- [Text shown]:
Islands is the 11th album by Mike Oldfield, released on 28 September 1987 by Virgin in the UK. Guest singers on the album are Bonnie Tyler, Kevin Ayers, Anita Hegerland, Max Bacon, and Jim Price. A different track list and cover was used for the American edition.

Music videos, producers and singers 
Islands was also released as a full-length VHS video album. For each track a video was made and released, often mixing state of the art (for the time) computer-generated images with real life images. This was released as part of The Wind Chimes video.

The album boasts the largest number of co-producers out of all of Oldfield's work; production was handled by Michael Cretu (later of Enigma fame), Geoffrey Downes, Tom Newman, Simon Phillips, Alan Shacklock, and Oldfield himself. Singers on the album are Bonnie Tyler, Kevin Ayers, Anita Hegerland, Max Bacon, and Jim Price.

Album artwork 
The UK front cover artwork was of a tropical island, and hidden in the surrounding sea is a large number of hand shapes. The hand images are based on a still frame from the longform video released at the same time as the album; a couple of scenes in the video, which was mainly filmed in Bali, feature a group of natives performing a ritualistic dance which involves hand-waving movements. The American cover is completely different; it displays two cube shapes. The photography on the back of the US version was by Jerry Uelsmann.

Charts

Weekly charts

Year-end charts 

The major single in Europe was the title track, "Islands", which was sung by Bonnie Tyler. In the United States, "Magic Touch" was a top 10 hit on the Billboard Hot Mainstream Rock Tracks charts in early 1988.

Certifications

Track listing 
All tracks composed by Mike Oldfield.

Dataset entries:
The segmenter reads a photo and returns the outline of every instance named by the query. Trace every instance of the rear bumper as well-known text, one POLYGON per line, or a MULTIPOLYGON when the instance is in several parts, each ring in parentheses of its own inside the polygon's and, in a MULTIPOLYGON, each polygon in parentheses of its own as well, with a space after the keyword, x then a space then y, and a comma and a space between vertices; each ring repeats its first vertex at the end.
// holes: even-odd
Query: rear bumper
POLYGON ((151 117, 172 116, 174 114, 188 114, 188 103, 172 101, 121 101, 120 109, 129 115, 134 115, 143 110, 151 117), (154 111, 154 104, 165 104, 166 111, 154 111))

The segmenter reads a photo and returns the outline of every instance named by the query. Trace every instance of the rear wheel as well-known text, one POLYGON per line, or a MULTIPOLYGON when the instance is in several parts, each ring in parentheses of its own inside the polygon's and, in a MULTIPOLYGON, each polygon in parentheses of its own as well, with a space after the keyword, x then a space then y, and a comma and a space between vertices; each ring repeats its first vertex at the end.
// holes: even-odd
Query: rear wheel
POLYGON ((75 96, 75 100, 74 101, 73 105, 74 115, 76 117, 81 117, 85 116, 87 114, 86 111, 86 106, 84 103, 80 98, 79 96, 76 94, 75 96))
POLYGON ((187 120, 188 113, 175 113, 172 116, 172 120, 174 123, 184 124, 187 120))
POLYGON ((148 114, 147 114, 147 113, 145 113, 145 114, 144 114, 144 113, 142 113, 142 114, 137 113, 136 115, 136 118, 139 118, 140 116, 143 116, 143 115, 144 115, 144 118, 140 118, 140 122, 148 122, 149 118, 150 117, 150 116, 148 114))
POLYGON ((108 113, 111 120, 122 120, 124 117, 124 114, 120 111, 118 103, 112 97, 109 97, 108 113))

- [Work instructions]:
(1) Set down the passage of the text on the album Islands that opens with the words containing "The major single" and closes with "in early 1988.", word for word.
(2) Output as a numbered list, leaving out blank lines, only the rows that open at the start of the rows and close with the line containing "POLYGON ((151 117, 172", both ends included.

- [Solutions]:
(1)
The major single in Europe was the title track, "Islands", which was sung by Bonnie Tyler. In the United States, "Magic Touch" was a top 10 hit on the Billboard Hot Mainstream Rock Tracks charts in early 1988.

(2)
1. The segmenter reads a photo and returns the outline of every instance named by the query. Trace every instance of the rear bumper as well-known text, one POLYGON per line, or a MULTIPOLYGON when the instance is in several parts, each ring in parentheses of its own inside the polygon's and, in a MULTIPOLYGON, each polygon in parentheses of its own as well, with a space after the keyword, x then a space then y, and a comma and a space between vertices; each ring repeats its first vertex at the end.
2. // holes: even-odd
3. Query: rear bumper
4. POLYGON ((151 117, 172 116, 174 114, 188 114, 188 103, 172 101, 121 101, 120 109, 129 115, 134 115, 143 110, 151 117), (154 111, 154 104, 165 104, 166 111, 154 111))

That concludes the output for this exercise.